BOGORINSIDER.com --Dalam rapat paripurna, Ketua DPR Puan Maharani mengumumkan tiga poin utama dalam revisi Undang-Undang Tentara Nasional Indonesia (RUU TNI).
Perubahan tersebut mencakup penambahan dua kategori operasi militer selain perang, perluasan kesempatan bagi tentara untuk menduduki posisi di lembaga sipil, serta perpanjangan usia pensiun bagi anggota TNI.
"Kami dan pemerintah menegaskan bahwa perubahan UU 34/2004 tentang TNI tetap mengacu pada prinsip demokrasi, supremasi sipil, hak asasi manusia, serta ketentuan nasional dan internasional," ujar Puan.
Baca Juga: Resmi disahkan oleh DPR RI, sembilan mahasiswa FH UI menggugat UU TNI ke MK
Setelah membacakan poin-poin utama RUU, Puan dua kali meminta persetujuan dari peserta rapat, "Apakah RUU perubahan UU 34/2004 tentang TNI dapat disetujui menjadi undang-undang?" Para anggota DPR pun serempak menjawab, "Setuju."
———
*Daftar Tugas:*
[1] Dalam teks sumber tentang revisi UU TNI, apa jawaban serempak para anggota DPR atas pertanyaan Puan Maharani?
[2] Salin kembali bagian catatan dari baris yang memuat "Could you point to the side" sampai baris yang memuat "column 349, row 71", lalu ganti "side table" dengan "coffee table" tanpa mengubah apa pun selainnya.
Catatan di bawah ini tidak berhubungan dengan teks sumber.
———
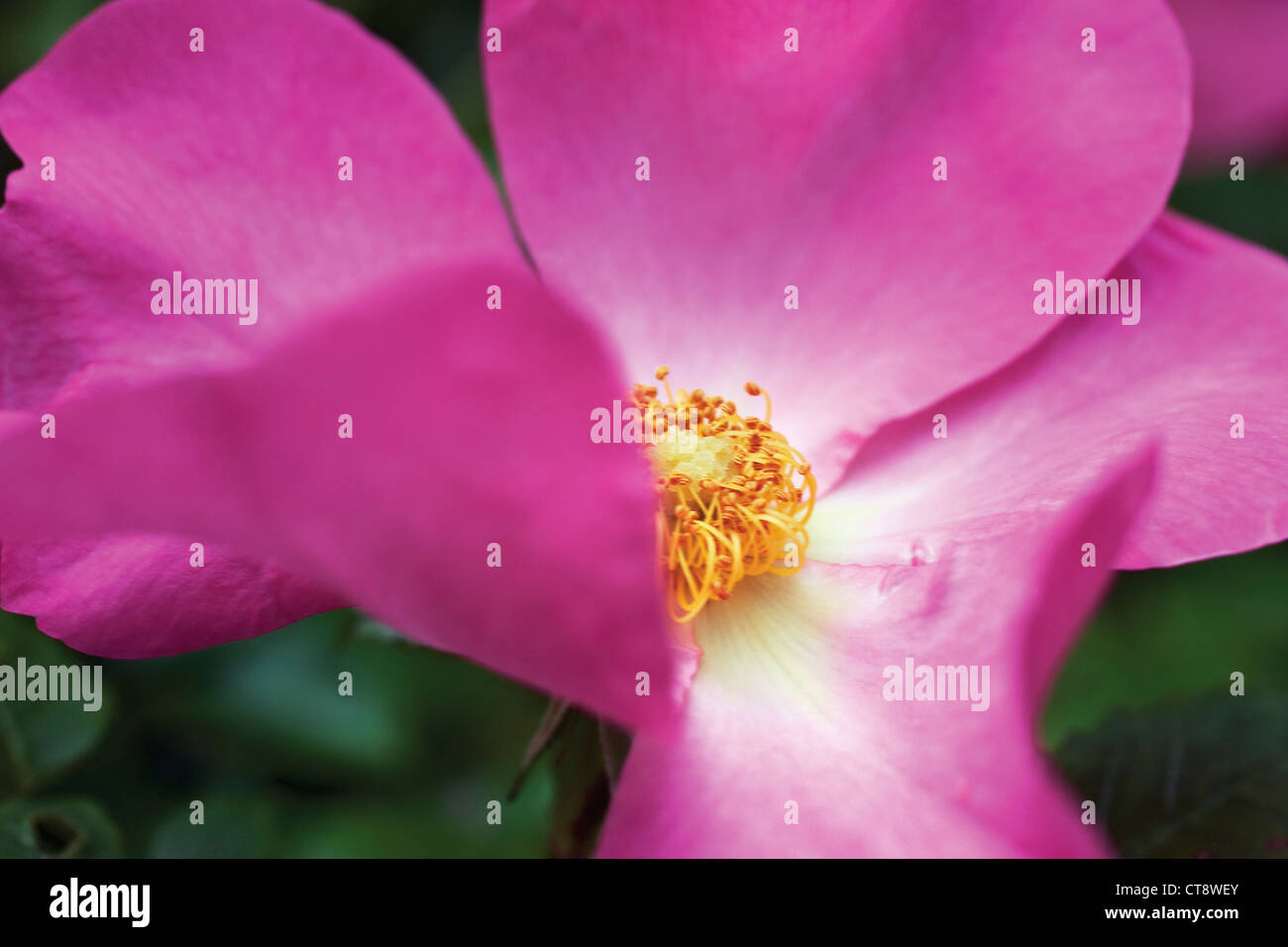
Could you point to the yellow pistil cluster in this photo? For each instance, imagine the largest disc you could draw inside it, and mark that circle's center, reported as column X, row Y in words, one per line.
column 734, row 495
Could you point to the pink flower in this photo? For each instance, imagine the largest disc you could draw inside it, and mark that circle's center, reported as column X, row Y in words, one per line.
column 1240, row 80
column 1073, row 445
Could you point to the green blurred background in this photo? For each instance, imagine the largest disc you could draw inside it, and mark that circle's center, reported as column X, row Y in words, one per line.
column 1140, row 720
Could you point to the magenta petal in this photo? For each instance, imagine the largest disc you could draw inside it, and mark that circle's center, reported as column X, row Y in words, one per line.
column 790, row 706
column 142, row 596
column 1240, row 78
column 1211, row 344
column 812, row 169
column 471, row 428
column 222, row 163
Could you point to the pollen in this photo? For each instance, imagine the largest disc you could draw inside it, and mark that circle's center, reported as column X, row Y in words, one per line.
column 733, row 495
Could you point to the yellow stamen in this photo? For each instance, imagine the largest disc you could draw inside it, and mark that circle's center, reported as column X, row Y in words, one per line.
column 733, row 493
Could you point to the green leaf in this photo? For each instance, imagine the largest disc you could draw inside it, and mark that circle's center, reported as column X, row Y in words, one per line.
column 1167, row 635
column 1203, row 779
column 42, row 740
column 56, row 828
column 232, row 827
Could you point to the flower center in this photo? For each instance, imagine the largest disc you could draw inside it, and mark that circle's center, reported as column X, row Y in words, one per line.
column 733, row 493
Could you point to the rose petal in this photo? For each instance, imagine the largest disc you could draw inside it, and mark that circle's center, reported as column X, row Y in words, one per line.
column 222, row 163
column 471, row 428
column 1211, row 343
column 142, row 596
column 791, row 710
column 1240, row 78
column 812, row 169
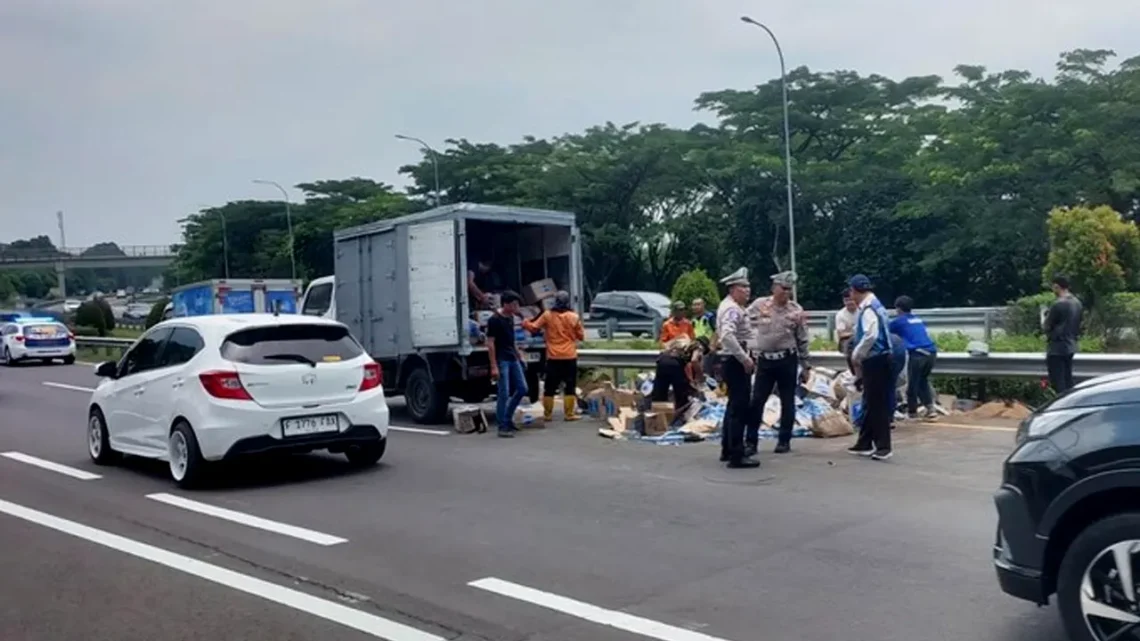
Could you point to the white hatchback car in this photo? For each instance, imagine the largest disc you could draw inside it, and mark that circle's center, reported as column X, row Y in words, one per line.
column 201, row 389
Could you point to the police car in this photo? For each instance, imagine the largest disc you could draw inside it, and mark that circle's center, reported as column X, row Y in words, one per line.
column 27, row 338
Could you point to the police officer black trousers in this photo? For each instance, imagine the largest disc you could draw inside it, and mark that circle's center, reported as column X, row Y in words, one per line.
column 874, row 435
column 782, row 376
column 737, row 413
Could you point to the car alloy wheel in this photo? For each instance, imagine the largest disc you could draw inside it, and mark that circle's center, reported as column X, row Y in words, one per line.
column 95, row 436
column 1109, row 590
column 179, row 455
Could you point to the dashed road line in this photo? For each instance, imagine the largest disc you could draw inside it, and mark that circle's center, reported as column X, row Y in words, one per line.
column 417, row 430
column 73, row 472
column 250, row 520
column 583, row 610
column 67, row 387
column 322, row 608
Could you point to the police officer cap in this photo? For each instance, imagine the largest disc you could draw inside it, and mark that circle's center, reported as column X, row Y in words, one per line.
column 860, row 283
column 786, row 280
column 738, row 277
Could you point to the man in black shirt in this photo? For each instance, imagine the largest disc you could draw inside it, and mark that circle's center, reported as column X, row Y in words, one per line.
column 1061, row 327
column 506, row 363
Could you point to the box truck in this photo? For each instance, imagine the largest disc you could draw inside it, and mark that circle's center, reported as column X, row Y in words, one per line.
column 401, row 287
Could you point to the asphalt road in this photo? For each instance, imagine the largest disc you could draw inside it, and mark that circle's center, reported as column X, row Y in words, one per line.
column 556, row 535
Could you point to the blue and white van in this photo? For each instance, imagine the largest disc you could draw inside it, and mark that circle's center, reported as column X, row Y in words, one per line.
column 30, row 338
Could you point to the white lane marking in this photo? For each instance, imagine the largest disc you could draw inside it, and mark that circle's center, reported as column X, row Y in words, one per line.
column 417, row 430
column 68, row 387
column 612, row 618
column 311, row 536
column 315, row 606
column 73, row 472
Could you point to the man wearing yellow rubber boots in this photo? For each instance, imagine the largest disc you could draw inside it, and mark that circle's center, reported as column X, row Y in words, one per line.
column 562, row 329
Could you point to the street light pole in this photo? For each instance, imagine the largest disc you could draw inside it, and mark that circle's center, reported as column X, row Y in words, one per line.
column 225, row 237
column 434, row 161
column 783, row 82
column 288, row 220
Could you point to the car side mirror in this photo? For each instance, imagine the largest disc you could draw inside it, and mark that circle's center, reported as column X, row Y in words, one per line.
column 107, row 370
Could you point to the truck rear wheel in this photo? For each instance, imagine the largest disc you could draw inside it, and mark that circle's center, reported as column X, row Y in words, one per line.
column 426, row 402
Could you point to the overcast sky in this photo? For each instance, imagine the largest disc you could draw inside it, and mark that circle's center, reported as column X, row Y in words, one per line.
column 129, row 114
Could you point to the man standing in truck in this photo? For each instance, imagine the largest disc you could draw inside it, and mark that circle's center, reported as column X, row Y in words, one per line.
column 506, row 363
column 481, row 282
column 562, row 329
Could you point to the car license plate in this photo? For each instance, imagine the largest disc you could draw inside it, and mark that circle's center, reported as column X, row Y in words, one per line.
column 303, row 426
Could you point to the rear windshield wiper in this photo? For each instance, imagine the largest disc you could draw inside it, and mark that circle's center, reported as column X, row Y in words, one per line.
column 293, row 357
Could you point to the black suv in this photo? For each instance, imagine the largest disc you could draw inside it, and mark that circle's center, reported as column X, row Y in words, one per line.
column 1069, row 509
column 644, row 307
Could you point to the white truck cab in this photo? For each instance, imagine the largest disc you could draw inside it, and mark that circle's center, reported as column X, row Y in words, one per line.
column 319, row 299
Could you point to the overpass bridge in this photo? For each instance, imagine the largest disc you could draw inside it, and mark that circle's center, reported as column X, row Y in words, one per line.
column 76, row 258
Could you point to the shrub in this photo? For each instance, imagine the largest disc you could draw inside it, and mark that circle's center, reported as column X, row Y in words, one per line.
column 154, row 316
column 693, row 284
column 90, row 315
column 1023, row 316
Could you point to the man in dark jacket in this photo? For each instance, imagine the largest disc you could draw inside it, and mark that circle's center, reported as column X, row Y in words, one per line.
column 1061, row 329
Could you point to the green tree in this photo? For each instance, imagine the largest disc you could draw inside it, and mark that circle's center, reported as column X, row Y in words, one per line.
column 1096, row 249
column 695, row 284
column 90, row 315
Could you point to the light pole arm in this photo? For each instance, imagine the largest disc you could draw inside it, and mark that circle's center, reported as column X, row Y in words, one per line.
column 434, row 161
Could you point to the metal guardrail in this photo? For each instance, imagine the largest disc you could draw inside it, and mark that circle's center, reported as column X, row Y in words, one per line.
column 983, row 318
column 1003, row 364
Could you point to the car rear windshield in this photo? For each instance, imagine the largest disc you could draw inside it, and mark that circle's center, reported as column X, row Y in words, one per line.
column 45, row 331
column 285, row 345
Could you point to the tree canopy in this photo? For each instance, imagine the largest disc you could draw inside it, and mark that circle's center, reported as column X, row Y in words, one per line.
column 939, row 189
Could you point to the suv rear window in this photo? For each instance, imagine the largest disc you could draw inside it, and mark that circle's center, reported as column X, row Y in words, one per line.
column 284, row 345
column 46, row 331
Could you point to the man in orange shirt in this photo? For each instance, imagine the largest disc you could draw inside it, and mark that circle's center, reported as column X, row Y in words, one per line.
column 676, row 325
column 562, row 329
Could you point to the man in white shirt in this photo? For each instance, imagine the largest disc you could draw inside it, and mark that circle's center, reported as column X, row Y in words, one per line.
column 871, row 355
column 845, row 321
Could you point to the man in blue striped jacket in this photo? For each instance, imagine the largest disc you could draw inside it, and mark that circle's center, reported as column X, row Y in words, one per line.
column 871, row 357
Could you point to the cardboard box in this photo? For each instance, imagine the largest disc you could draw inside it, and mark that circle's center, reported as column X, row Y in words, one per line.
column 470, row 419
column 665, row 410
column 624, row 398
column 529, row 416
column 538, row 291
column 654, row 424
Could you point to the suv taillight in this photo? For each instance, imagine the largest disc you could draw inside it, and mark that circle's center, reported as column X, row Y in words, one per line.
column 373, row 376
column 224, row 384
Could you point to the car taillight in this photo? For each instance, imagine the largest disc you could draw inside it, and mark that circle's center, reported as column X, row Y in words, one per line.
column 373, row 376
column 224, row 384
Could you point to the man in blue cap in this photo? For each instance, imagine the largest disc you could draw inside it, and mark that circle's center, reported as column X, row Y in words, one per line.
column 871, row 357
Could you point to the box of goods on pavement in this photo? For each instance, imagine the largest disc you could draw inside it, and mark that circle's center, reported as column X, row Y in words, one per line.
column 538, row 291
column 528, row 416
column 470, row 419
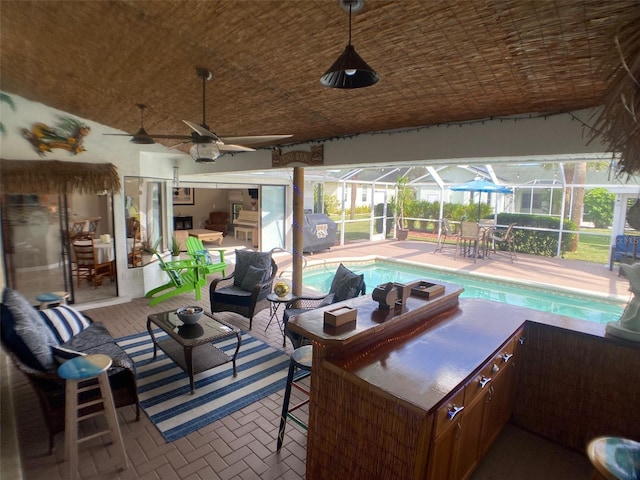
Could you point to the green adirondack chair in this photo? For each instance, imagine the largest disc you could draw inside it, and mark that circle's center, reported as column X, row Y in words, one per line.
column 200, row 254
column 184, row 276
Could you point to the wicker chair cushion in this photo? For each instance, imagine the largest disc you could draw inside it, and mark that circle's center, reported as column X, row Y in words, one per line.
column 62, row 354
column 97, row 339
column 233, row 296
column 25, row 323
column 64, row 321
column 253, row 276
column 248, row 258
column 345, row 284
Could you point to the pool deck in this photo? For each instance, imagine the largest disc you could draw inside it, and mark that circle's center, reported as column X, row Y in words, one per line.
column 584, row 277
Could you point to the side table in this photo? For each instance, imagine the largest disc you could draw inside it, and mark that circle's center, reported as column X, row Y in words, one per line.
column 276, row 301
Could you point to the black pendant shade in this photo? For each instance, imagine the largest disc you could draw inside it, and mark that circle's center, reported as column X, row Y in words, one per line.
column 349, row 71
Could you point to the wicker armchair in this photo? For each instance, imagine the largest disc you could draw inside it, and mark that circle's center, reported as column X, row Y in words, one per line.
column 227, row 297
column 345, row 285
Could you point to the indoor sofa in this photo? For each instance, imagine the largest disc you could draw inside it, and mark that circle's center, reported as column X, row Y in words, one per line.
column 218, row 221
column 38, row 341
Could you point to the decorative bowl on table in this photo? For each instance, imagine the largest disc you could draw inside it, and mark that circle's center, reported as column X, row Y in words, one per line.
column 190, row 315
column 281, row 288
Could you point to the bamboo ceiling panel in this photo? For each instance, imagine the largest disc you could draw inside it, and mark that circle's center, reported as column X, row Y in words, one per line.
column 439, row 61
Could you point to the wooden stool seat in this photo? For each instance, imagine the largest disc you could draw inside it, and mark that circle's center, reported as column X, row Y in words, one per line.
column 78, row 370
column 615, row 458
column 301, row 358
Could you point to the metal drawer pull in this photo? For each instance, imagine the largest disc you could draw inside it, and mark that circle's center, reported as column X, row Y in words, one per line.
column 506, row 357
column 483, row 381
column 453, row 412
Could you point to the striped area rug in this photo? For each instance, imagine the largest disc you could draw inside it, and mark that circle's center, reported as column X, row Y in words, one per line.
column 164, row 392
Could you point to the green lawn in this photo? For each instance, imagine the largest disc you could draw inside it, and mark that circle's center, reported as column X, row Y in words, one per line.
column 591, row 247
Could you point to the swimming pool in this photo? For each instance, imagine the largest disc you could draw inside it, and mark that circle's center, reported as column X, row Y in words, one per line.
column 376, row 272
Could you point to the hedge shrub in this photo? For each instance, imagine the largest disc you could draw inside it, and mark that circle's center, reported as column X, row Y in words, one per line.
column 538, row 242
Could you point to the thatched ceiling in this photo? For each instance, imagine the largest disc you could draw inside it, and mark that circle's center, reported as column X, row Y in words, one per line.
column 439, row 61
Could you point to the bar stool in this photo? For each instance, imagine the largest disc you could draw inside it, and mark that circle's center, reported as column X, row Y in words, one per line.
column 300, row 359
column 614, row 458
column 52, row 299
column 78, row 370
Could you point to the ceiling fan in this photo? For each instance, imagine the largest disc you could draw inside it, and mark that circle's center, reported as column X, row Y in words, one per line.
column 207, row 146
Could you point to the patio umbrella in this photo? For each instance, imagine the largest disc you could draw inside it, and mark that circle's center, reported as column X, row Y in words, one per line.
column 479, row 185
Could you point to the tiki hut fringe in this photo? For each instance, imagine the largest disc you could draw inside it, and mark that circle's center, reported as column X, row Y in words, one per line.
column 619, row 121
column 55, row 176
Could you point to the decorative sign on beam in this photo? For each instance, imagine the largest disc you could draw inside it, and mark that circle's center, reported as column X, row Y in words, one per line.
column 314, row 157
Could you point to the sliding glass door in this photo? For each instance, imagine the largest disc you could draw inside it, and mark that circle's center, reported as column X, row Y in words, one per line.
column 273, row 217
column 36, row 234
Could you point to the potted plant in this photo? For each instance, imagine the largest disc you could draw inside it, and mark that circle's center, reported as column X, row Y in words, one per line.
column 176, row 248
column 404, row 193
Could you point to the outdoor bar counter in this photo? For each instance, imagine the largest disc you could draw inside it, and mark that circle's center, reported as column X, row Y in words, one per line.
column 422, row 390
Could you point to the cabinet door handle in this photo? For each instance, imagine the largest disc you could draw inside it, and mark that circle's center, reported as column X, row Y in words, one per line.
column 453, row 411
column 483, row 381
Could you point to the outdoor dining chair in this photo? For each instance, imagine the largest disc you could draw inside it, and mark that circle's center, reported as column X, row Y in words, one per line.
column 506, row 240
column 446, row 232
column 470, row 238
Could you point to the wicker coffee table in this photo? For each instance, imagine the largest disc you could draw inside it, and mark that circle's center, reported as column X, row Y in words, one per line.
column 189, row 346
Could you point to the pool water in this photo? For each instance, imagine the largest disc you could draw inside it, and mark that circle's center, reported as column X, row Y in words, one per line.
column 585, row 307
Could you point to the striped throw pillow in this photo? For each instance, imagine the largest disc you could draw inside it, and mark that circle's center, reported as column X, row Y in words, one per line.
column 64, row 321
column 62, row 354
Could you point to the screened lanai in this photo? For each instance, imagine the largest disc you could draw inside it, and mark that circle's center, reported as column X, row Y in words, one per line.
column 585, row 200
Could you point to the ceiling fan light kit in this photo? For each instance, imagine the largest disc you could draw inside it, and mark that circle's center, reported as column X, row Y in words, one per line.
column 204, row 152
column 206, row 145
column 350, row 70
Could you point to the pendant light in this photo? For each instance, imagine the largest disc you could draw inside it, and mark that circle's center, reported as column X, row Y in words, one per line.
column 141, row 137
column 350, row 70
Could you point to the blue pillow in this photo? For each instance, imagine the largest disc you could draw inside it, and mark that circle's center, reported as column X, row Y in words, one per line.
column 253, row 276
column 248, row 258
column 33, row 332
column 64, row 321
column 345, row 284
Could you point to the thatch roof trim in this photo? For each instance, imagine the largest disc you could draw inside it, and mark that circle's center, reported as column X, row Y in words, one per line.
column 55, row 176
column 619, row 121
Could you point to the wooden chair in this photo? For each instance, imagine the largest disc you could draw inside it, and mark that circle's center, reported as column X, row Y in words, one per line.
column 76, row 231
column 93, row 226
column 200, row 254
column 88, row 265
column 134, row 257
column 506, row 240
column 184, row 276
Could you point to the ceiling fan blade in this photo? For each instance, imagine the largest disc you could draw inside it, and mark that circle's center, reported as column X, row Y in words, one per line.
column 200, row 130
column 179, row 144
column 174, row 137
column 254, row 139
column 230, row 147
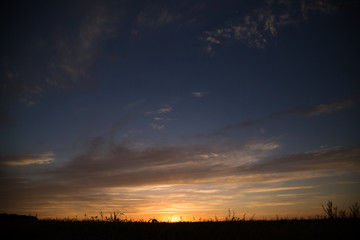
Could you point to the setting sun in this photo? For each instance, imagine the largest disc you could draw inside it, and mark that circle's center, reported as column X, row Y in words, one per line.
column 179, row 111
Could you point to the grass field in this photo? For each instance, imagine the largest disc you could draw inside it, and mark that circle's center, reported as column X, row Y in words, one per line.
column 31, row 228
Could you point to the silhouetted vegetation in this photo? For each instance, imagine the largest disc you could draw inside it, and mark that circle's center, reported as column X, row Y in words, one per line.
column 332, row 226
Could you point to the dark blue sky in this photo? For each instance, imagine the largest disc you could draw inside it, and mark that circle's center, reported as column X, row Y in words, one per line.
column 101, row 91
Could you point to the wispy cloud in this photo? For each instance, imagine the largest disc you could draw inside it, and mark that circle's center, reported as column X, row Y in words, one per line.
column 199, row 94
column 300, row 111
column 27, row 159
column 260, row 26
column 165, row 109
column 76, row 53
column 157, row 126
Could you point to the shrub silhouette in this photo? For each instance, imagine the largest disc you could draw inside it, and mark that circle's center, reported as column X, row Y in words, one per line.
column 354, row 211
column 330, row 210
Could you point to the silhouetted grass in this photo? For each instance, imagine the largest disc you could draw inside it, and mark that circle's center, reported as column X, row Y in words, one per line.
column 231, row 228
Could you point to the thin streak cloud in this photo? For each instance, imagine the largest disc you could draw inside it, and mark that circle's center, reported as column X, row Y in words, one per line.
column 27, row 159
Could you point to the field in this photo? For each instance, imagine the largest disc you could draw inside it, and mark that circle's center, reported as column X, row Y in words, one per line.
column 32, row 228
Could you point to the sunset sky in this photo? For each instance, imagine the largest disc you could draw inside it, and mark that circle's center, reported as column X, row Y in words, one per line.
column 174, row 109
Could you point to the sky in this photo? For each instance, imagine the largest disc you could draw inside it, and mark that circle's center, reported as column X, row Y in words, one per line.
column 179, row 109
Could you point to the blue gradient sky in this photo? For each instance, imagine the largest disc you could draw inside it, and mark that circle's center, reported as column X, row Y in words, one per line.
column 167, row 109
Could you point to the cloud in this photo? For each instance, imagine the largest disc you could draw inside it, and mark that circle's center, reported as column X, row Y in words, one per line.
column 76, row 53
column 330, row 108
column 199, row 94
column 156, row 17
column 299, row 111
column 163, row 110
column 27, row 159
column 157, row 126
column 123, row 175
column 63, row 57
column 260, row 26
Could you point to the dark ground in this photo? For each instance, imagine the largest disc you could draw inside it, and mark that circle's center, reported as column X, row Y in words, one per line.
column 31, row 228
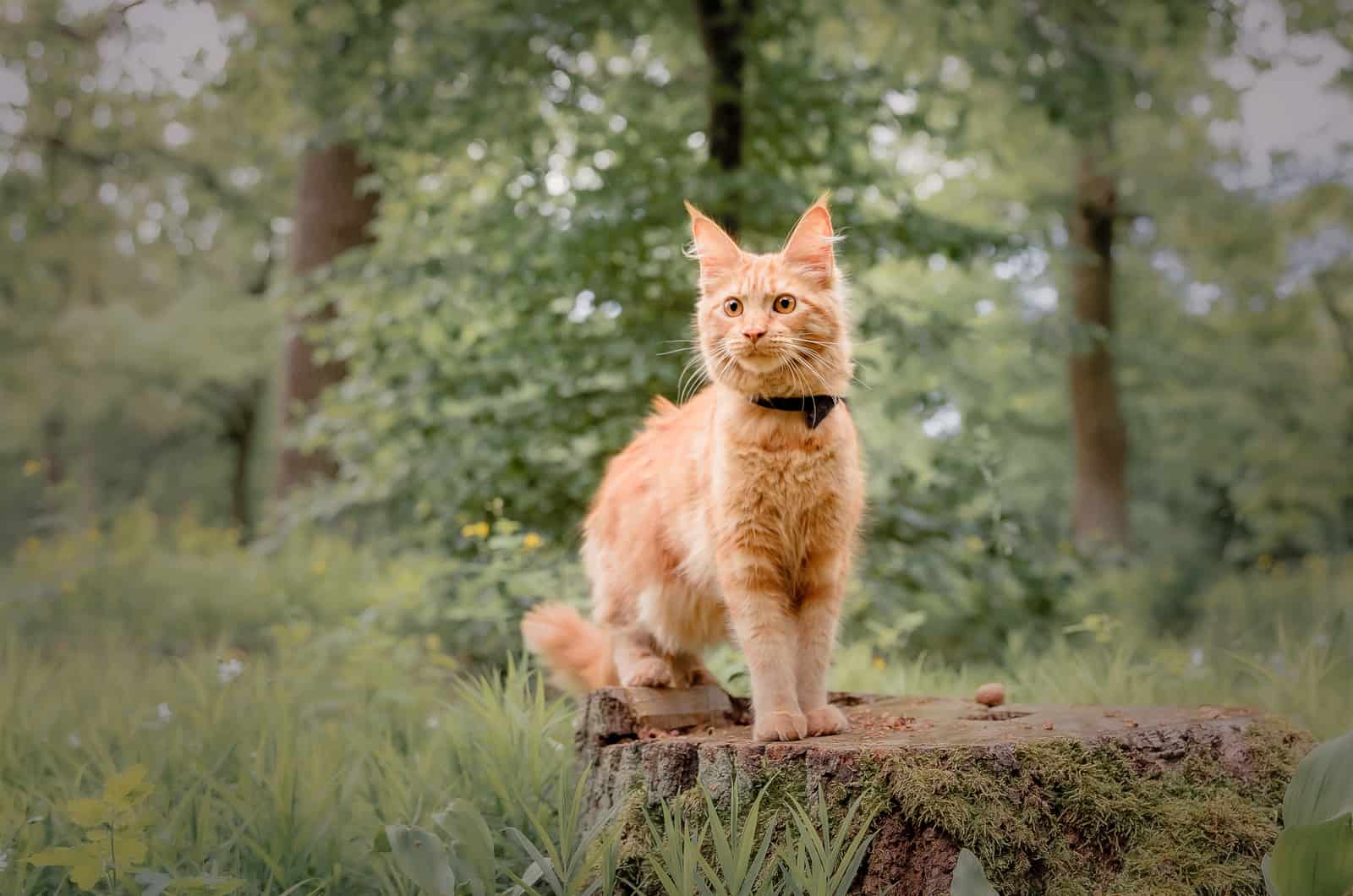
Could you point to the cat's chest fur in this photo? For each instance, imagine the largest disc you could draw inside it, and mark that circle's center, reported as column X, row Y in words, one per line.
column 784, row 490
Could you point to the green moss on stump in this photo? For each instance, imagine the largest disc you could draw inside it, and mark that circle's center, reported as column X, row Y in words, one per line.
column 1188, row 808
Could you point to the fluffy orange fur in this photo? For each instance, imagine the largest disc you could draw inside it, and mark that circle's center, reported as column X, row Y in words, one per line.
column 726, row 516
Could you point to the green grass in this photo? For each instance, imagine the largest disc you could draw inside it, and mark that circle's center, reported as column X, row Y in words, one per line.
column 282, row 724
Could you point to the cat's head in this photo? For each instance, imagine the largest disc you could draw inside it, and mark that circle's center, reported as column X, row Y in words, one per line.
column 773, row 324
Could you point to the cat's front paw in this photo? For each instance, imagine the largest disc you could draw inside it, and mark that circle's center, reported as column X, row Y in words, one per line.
———
*Kunci Jawaban:*
[1] Para anggota DPR serempak menjawab, "Setuju."

[2]
Could you point to the coffee table in this photo? For each instance, imagine the largest disc you could draw inside it, and mark that circle's center, reported as column X, row Y in words, one per line.
column 276, row 301
Could you point to the black pendant shade in this photo? For each instance, imagine the largest disc you could draw inside it, and mark that circle's center, reported as column X, row Y in words, one per line.
column 349, row 71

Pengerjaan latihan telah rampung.